== RECORDED INFORMATION ==
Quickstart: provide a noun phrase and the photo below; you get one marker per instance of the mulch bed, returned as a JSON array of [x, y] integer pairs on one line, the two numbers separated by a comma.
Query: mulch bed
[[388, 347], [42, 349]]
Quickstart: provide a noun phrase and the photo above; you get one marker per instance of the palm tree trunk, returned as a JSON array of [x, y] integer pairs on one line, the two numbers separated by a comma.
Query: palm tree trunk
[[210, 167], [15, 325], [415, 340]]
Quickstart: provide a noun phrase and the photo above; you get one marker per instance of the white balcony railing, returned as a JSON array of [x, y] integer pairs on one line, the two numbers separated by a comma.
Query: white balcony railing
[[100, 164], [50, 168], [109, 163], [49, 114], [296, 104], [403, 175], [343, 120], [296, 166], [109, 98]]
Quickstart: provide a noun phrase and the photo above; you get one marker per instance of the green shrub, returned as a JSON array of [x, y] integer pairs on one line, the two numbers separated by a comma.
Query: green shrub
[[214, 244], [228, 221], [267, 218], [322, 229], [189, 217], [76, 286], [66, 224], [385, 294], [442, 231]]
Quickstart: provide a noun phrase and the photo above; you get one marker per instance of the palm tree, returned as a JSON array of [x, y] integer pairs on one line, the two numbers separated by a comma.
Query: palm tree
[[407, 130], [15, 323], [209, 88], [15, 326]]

...

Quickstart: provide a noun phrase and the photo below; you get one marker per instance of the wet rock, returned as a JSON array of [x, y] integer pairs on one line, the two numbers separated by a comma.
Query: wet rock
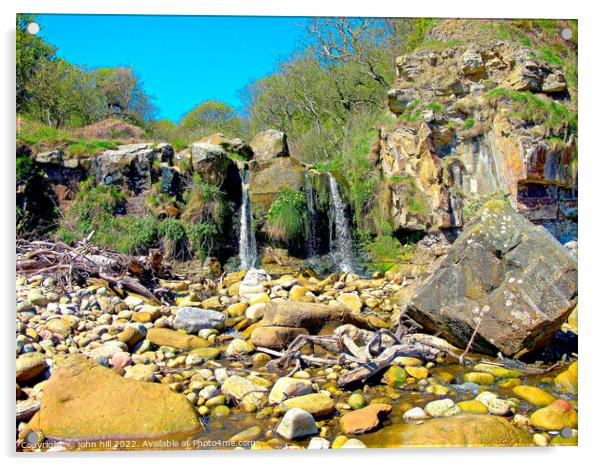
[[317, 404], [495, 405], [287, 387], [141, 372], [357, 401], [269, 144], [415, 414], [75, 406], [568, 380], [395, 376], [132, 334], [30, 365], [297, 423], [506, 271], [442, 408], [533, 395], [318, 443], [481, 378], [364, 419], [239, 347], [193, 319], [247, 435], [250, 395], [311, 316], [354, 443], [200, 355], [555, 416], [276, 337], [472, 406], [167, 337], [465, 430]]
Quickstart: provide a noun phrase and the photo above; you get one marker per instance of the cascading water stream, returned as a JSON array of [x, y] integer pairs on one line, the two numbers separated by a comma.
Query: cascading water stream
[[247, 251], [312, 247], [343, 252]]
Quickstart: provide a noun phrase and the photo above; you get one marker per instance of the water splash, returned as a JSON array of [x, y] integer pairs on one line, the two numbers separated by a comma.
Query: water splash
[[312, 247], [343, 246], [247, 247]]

== DIRECTIONS FOR THIS TASK ==
Read through the listing and copy each line in which the word "below" occurs.

== COMPLETED TASK ==
Quickstart: provide a noun phrase and the photo below; you get one marker per instance of the mulch bed, returned as a JSON array of [x, y] integer pairs on one line, the two numbers separated by a comma.
Quickstart: provide a noun phrase and the photo below; you get one marker per instance of the wet rock, returned as a JSON array of [x, y] integer pairs on one line, the two numbers separated by a comma.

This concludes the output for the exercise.